Work order: Would you copy out, exactly as written, each line from the one containing "Give one point for each instance of the blue" to the end of the records below?

(Stored records)
===============
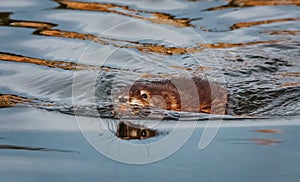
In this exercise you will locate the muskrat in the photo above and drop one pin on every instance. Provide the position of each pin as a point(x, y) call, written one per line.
point(130, 131)
point(196, 94)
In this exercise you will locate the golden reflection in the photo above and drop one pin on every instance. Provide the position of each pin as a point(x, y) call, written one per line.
point(156, 17)
point(282, 32)
point(249, 3)
point(49, 63)
point(8, 100)
point(32, 24)
point(249, 24)
point(45, 29)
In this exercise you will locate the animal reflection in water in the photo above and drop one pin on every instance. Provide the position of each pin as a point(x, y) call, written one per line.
point(130, 131)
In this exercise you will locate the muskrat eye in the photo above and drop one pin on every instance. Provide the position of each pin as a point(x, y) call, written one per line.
point(144, 96)
point(143, 133)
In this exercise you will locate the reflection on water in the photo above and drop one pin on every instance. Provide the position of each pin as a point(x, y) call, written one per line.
point(129, 131)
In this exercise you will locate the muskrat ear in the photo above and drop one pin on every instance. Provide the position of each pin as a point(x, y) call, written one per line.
point(144, 95)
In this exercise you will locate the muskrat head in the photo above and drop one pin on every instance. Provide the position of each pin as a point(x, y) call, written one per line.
point(143, 96)
point(130, 131)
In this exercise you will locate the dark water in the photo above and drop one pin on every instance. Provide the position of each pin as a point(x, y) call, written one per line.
point(60, 56)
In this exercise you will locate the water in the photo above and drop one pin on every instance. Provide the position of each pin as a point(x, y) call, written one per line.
point(58, 57)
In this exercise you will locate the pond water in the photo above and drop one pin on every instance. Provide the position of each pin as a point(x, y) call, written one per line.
point(62, 62)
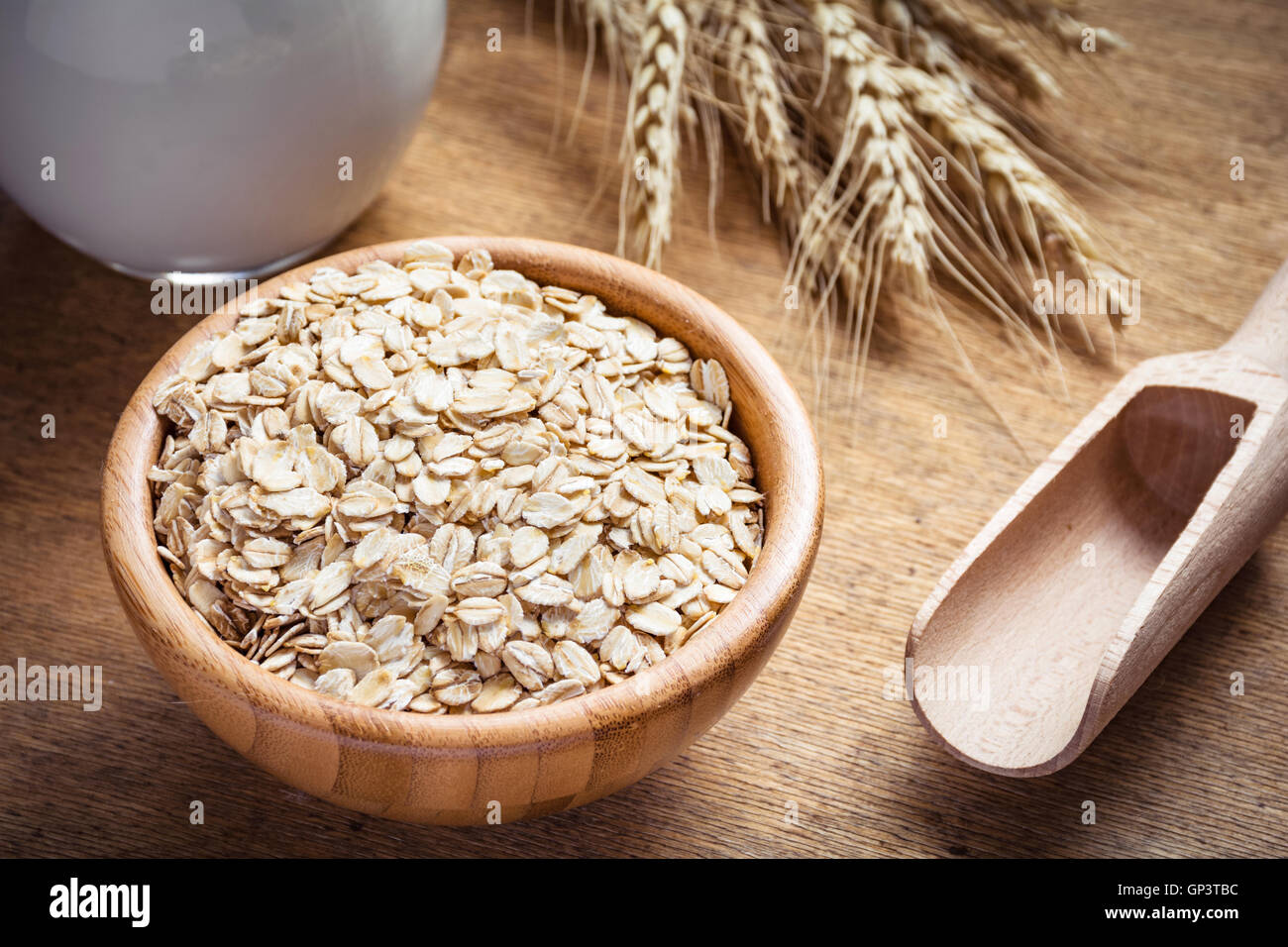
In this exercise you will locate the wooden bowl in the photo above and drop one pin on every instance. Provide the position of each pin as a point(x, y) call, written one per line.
point(478, 768)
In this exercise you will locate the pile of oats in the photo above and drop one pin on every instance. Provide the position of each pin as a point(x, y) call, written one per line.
point(443, 488)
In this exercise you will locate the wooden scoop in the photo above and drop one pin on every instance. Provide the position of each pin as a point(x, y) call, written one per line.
point(1073, 592)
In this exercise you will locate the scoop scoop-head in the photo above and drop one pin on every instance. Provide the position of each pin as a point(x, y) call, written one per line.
point(1073, 592)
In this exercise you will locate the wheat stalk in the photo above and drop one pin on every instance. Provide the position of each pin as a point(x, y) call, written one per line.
point(842, 134)
point(652, 140)
point(1056, 20)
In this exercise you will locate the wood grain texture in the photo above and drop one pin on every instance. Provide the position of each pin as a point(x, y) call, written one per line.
point(1184, 770)
point(494, 767)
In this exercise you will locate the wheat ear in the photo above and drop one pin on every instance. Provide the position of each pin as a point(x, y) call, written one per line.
point(652, 140)
point(1056, 20)
point(984, 46)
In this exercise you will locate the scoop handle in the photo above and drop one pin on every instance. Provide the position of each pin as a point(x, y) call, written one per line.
point(1263, 334)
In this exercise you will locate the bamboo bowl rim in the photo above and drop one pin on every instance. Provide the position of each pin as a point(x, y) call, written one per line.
point(784, 449)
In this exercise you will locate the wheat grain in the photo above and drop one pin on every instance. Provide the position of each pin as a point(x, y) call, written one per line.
point(651, 144)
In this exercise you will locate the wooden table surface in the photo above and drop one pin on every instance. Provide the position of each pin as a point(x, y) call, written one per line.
point(1185, 770)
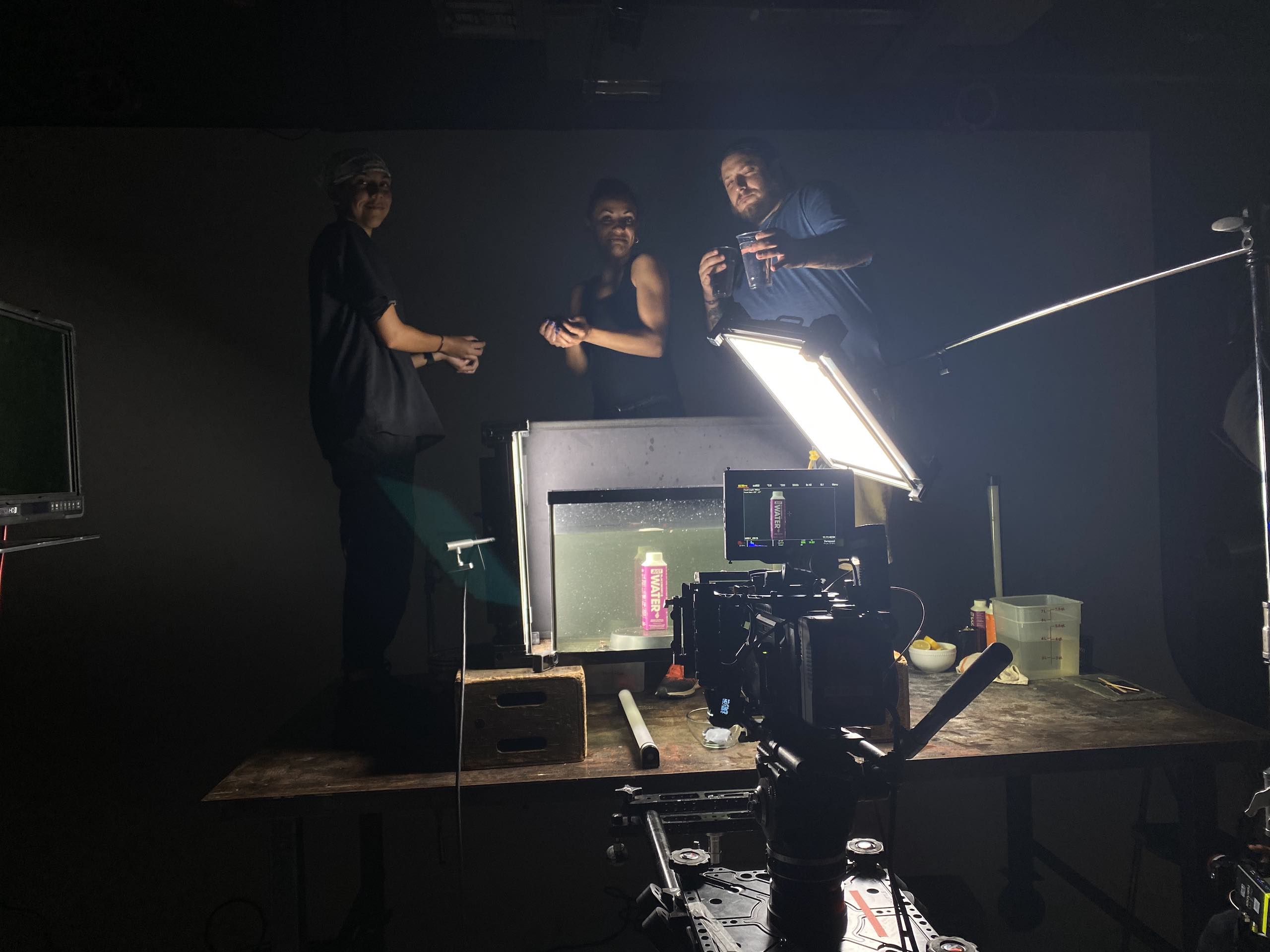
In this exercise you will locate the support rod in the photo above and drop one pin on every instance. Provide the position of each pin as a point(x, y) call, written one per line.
point(995, 520)
point(1083, 298)
point(1259, 282)
point(661, 848)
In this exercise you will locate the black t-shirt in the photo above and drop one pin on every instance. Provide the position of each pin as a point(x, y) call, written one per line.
point(619, 381)
point(364, 397)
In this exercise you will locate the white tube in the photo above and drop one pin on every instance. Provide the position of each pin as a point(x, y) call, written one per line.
point(648, 753)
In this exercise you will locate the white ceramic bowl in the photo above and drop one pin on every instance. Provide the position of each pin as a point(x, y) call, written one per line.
point(931, 660)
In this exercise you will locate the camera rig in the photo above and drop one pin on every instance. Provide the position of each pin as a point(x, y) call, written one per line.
point(803, 665)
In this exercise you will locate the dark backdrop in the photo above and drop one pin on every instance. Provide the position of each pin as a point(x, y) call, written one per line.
point(137, 669)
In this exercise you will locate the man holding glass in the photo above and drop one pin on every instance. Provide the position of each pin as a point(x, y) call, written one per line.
point(801, 246)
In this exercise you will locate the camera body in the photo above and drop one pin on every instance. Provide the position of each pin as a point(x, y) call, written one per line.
point(810, 644)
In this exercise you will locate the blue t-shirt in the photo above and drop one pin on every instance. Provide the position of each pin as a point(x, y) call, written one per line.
point(816, 209)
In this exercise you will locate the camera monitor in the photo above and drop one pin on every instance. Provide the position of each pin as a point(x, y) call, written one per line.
point(778, 516)
point(39, 441)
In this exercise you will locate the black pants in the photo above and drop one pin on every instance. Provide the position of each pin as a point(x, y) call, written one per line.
point(377, 532)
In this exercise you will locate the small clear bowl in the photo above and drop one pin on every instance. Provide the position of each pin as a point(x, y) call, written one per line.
point(711, 738)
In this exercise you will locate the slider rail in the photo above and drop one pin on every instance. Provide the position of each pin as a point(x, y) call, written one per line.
point(706, 812)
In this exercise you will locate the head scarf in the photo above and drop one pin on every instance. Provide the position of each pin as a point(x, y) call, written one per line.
point(347, 164)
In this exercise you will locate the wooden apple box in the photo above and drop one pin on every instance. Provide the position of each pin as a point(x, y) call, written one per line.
point(516, 717)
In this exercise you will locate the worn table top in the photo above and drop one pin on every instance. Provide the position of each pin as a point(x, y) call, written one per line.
point(1046, 726)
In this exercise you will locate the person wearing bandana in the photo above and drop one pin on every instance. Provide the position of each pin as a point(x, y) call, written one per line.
point(370, 411)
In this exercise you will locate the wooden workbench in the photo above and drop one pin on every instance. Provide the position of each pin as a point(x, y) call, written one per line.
point(1009, 731)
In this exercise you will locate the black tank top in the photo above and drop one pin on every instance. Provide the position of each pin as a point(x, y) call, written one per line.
point(625, 385)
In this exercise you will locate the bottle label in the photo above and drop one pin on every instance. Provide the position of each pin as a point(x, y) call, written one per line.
point(653, 597)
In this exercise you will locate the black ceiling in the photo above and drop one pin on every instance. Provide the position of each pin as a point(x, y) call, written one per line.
point(385, 64)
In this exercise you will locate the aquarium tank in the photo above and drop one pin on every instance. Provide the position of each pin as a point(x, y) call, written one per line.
point(618, 554)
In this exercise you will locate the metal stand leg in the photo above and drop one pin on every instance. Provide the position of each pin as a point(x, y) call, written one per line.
point(1020, 905)
point(287, 878)
point(1196, 789)
point(1136, 865)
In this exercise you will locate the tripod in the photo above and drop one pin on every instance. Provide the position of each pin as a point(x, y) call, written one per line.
point(820, 892)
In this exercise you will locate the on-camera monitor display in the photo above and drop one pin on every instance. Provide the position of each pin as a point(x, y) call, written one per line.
point(784, 509)
point(35, 448)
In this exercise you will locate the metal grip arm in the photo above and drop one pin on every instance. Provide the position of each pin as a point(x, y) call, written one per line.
point(954, 701)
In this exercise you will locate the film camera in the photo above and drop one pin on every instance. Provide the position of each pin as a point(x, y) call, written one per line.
point(803, 658)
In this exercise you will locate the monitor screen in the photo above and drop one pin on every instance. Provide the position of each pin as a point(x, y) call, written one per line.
point(775, 515)
point(36, 429)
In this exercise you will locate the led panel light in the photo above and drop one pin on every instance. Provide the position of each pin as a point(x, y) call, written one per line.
point(822, 403)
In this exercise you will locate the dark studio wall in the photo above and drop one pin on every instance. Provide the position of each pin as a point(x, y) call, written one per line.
point(139, 668)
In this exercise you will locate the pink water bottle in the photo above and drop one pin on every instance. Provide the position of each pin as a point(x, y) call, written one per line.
point(778, 508)
point(654, 579)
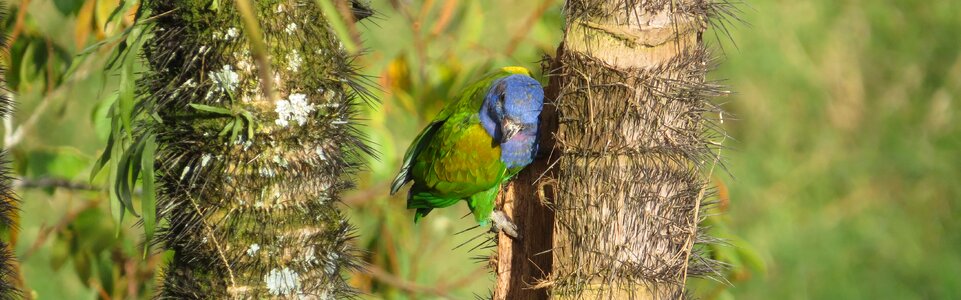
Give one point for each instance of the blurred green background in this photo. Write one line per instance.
(845, 149)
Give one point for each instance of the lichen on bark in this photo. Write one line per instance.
(250, 207)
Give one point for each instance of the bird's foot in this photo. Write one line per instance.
(502, 223)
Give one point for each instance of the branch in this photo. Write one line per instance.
(51, 182)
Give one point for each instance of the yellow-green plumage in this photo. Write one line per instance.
(454, 158)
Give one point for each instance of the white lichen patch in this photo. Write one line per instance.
(232, 32)
(205, 159)
(252, 250)
(309, 258)
(291, 28)
(184, 173)
(330, 265)
(295, 108)
(294, 60)
(321, 153)
(282, 282)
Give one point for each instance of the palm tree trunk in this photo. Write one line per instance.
(9, 277)
(248, 180)
(633, 149)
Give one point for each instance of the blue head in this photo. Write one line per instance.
(510, 114)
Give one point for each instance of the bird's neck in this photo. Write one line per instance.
(519, 150)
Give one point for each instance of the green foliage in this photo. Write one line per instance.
===============
Response area:
Give one point for each instance of the blue head in this photo. Write one line per instance.
(510, 114)
Give one point for each instance of the bird's neck in this photo. Write one line per instance.
(519, 150)
Give one point for each instance of the green foliage in this photo. Write one line per instance.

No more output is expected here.